**Göreviniz**
“Luck and Strange” albümünü anlatan metni iki cümlede özetleyebilir misiniz?

**Kaynak metin**
• • •

David Gilmour, zamansız melodileriyle dinleyicilere başka bir dünyadan seslenmeye devam ediyor. “Luck and Strange”, ustalıkla örülmüş zarif bir albüm olarak karşımıza çıkıyor.
Zamanla birlikte yaşamın derinliklerine dair düşüncelerimiz de artıyor. Sonsuzluk nasıl bir deneyim? Belirsizlikten korkanlar mı bu sonsuz yaşamı arzuluyor? Ya da hayatta kalmanın peşinden koşanlar mı bu hakka sahip? Bu soruların yanıtı belirsiz; yaşam çoğu zaman cevapsız soruların toplamından ibaret.
Gilmour’un son albümü “Luck and Strange”, işte bu temalar etrafında şekilleniyor. Önceki albümü “Rattle That Rock”ta insanoğlunun durumunu ele alan Gilmour, bu kez hayat ve zaman üzerine epik bir yolculuğa çıkıyor. Polly Samson ile yazdığı sözlerle zenginleşen albüm, Charlie Andrews’un prodüktörlüğünde hazırlandı.
“Luck and Strange”, Gilmour’un geçmiş ve güncel eserlerinden oluşuyor. Albüm, pandemi döneminde biriken parçaların değerlendirilmesiyle ortaya çıkmış.
Albüm, Pink Floyd dönemine göndermeler yapan synth geçişleri ve uzun gitar sololarıyla dikkat çekiyor. Gilmour’un kızı Romain, eşlik ettiği parçalarla Gilmour ailesinin müzikal birliğini yansıtıyor. Ayrıca Gilmour, bu albümde ukulele ve cümbüş çalıyor; sosyal medya hesaplarında Türkiye’den aldığı cümbüşün hikâyesini paylaşıyor.
“Şanslı” kuşağın hikâyesi
Albüm, “Black Cat” isimli enstrümantal parça ile başlıyor. Black Cat, huzur veren bir blues solosuyla karşılık buluyor. Albümün ikinci parçası “Luck and Strange”, savaş sonrası doğan “Baby Boomers” kuşağının hikâyesini anlatıyor.

• • •

**Veriler**
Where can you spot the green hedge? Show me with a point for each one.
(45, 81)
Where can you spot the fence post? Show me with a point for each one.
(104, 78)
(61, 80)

• • •

**Yanıt bölümü**
David Gilmour'un Polly Samson ile yazdığı sözlerle zenginleşen ve Charlie Andrews'un prodüktörlüğünde hazırlanan son albümü “Luck and Strange”, hayat ve zaman temaları etrafında şekilleniyor ve pandemi döneminde biriken parçaların değerlendirilmesiyle ortaya çıkmış. Albüm, Pink Floyd dönemine göndermeler yapan synth geçişleri ve uzun gitar sololarıyla dikkat çekiyor; Gilmour'un kızı Romain bazı parçalara eşlik ediyor, Gilmour ise ukulele ve cümbüş çalıyor.